• _EXCERPTED PASSAGE_
──────────────────────────────

# Dual Drum Sanders



## Bellarosecabinets (Jan 28, 2017)

Ok so I can't fit a wide belt and I'm not going to spend 10k on one either so I am down to two dual drum sanders.
Grizzly G1066R - 24" Drum Sander, the same as SHOP FOX W1678 5 HP 26-Inch Drum Sander with little differences.
Or 
Delta 31-481 Drum Sander, the same as Baileigh Industrial Sd-255 220v Single Phase 3 Hp 25" X 5" Drum Sander, same as WOODTEK 25" DUAL DRUM SANDER
same as MSANDS26X2-3-0320, Laguna Tools DDS|26 Sander.

I will ask about it but the price may disqualify it. 

or

Powermatic 1791290 25 In. Dual Drum Sander, 5 HP, 1PH, 230 V

thoughts on?

The SuperMax 25x2 Double Drum Sander – Single Phase but I really don't like how it looks but if you have thoughts I would like to here.


----------



## Bellarosecabinets (Jan 28, 2017)

Super Max


----------



## TimPa (Jan 27, 2010)

hold out for the wide belt sander. we spent 10k for a 37" safety speed new, but you can find used ones. sold the grizzly dual drum sander. trust me, you will thank me for that advice.


----------



## woodnthings (Jan 24, 2009)

*I have a General 24" dual drum*



TimPa said:


> hold out for the wide belt sander. we spent 10k for a 37" safety speed new, but you can find used ones. sold the grizzly dual drum sander. trust me, you will thank me for that advice.


This is a very nice sander and well made. However, it is very finicky and will not take a very deep cut without stalling and burning a groove in the surface. 

A "stroke" sander would be a better deal IF you can't afford a wide belt:
http://www.grizzly.com/products/Stroke-Sander/G5394?utm_campaign=zPage&utm_source=grizzly.com

Or this with more features:
http://www.grizzly.com/products/6-x...679?utm_campaign=zPage&utm_source=grizzly.com

It has a lot of length in the belt to distribute the heat and distributes the pressure over a much wider area than a drum. The drum has a concentrated pressure area and relies on the moving belt carrying the wood to avoid burning. How do I know this? ..because I own one.


----------



## David_Siebert (Nov 15, 2016)

...anything that says Grizzly on it is a good choice. If you have questions about which model to choose give a call to the engineering guys in Springfield, they've been very helpful to us. 

Sent from my SAMSUNG-SM-N900A using Tapatalk


----------



## Larry42 (Jan 10, 2014)

──────────────────────────────

• _WRITTEN PROBLEM_
List every distinct username that appears as a post header in the drum sander thread.

• _DATASET SECTION_
──────────────────────────────

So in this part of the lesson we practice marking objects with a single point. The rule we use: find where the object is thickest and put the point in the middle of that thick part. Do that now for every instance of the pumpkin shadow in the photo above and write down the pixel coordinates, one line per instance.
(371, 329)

──────────────────────────────

• _EXERCISE SOLUTION_
Bellarosecabinets, TimPa, woodnthings, David_Siebert, Larry42